Records for this exercise
------------------------------------------------------------

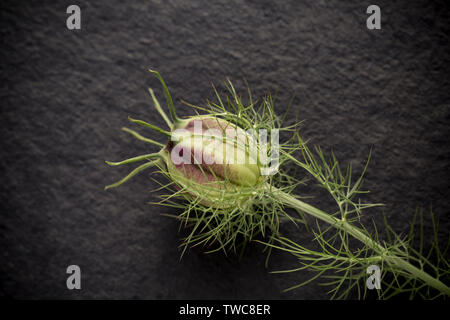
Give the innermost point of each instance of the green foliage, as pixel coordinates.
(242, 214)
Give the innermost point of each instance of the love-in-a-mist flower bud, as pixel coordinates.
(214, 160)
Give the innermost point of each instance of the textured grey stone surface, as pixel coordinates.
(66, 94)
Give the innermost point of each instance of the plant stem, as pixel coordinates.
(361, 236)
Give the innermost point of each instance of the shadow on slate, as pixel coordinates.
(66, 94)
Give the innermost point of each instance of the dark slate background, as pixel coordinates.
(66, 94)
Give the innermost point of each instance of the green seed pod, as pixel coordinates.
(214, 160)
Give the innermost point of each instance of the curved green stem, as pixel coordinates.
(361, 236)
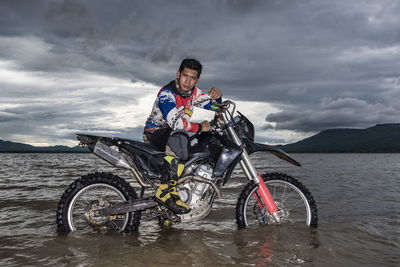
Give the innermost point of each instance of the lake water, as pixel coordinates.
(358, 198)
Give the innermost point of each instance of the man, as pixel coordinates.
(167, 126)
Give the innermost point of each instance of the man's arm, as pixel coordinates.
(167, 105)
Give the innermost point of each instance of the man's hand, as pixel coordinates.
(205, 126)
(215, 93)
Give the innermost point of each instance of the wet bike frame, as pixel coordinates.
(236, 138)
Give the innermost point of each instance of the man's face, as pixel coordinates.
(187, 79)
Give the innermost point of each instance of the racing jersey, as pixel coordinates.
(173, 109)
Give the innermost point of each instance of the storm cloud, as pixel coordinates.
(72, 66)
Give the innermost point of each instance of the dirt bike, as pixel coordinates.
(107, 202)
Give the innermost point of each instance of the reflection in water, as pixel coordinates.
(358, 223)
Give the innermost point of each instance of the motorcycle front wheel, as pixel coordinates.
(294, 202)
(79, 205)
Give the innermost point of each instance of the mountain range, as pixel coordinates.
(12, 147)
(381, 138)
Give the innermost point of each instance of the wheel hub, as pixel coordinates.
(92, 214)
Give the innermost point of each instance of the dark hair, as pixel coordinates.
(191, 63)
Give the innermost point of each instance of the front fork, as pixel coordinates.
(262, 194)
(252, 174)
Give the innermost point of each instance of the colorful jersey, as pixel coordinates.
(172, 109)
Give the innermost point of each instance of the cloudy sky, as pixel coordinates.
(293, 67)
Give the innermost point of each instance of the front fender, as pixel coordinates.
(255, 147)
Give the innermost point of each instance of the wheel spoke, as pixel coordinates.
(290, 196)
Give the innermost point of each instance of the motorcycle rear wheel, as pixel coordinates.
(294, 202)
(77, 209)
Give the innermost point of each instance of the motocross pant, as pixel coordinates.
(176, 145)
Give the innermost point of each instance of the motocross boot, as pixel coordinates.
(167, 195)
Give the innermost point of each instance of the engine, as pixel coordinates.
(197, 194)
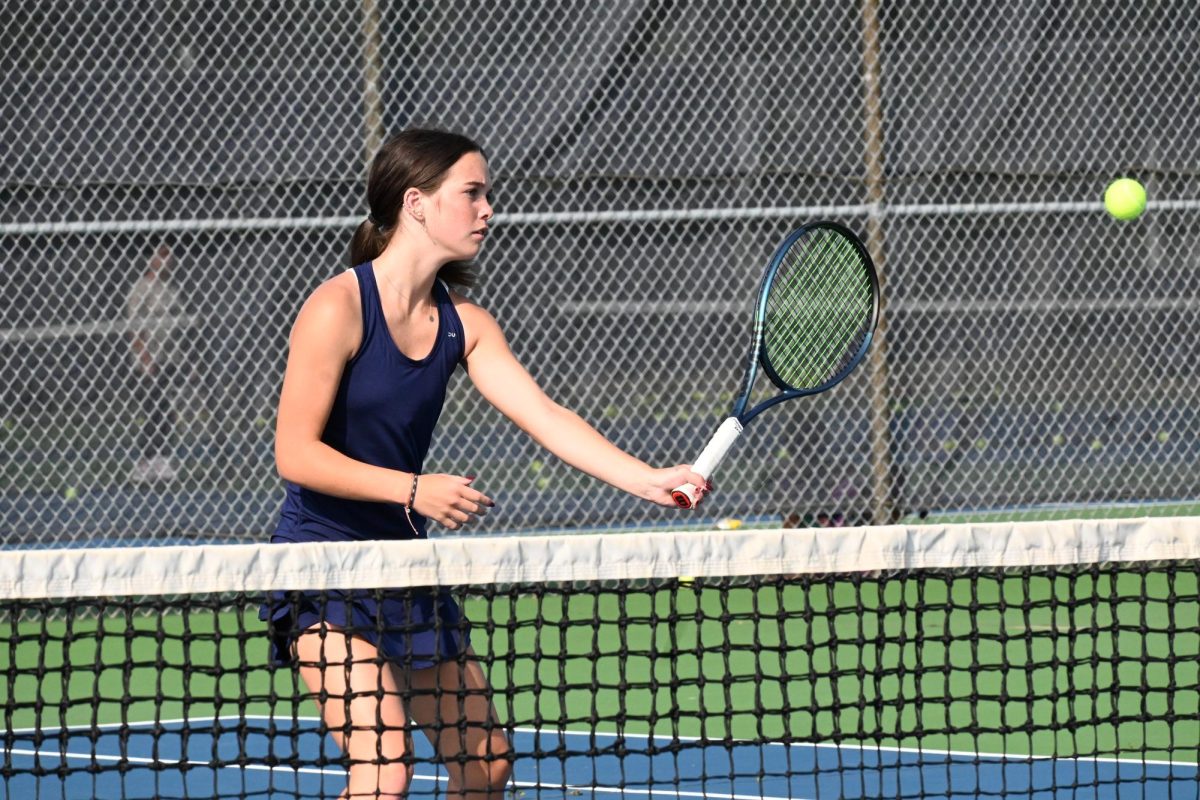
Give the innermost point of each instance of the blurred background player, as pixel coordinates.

------------------------------------------------------------

Task details
Each entry gets copied exactly; the pictures stay out.

Answer for this exercise
Give the innermost point of each instance of the green foliage, as pixel coordinates.
(242, 214)
Give the innermost point of each instance of the love-in-a-mist flower bud, as pixel coordinates.
(214, 160)
Give the innermost point of each instance of the textured grey stone surface, as pixel coordinates.
(66, 94)
Give the innermost point of each instance of the plant stem, as pixel coordinates.
(361, 236)
Give the innermost point of each instance of the shadow on slate, as pixel coordinates.
(66, 94)
Give the innermost point of each instance of the dark slate background, as pixel coordinates.
(66, 94)
Give the innermost point of each instance of the green seed pod, as pixel coordinates.
(214, 160)
Give the innermost point of each instance of the curved green stem, as pixel coordinates.
(361, 236)
Give the innermost point of each instance of the lake water, as pixel coordinates.
(358, 198)
Give the innermost point of each instance of the man, as pixel coordinates.
(167, 126)
Give the innermost point of each instance of the man's arm, as pixel coordinates.
(167, 105)
Give the innermost point of each instance of the man's hand, as pixel coordinates.
(205, 126)
(215, 93)
Give the innermost point of each instance of the wet bike frame, as pixel coordinates.
(236, 138)
Give the innermost point of each instance of the man's face, as pixel coordinates.
(187, 79)
Give the innermost point of each instance of the racing jersey, as pixel coordinates.
(173, 109)
Give the innermost point of each instance of the storm cloud, as pixel coordinates.
(72, 66)
Give the innermost point of each instance of the dirt bike, as pixel coordinates.
(107, 202)
Give the innermost point of each instance of the reflection in water, as pixel coordinates.
(358, 223)
Give the innermost point of each instance of the motorcycle front wheel, as pixel coordinates.
(294, 202)
(79, 205)
Give the innermost point of each instance of the mountain range, as pixel coordinates.
(12, 147)
(381, 138)
Give the innermost point of each instance of the wheel hub, as pixel coordinates.
(92, 214)
Give the innermost point of each instance of the dark hair, as pixel coordinates.
(191, 63)
Give the innermost point of each instance of the front fork, as pixel coordinates.
(262, 194)
(252, 174)
Give the innermost point of each instance of the colorful jersey, as pixel coordinates.
(172, 109)
Give the innermost point of each instance of the cloudy sky, as pixel coordinates.
(293, 67)
Give the innermost point of each instance of the front fender, as pixel coordinates.
(255, 147)
Give the innermost point of each instance of the wheel spoke, as pixel coordinates.
(290, 196)
Give the innermost point of each instance of the motorcycle rear wheel, as pixel coordinates.
(294, 202)
(77, 209)
Give the innermost point of each instance of the motocross pant, as pixel coordinates.
(176, 145)
Give the innermost point of each instance of the motocross boot, as pixel coordinates.
(167, 195)
Give the innermost point of each instance of the engine, as pixel coordinates.
(197, 194)
Give the innermost point of each instance of the blurred background player, as pixel coordinates.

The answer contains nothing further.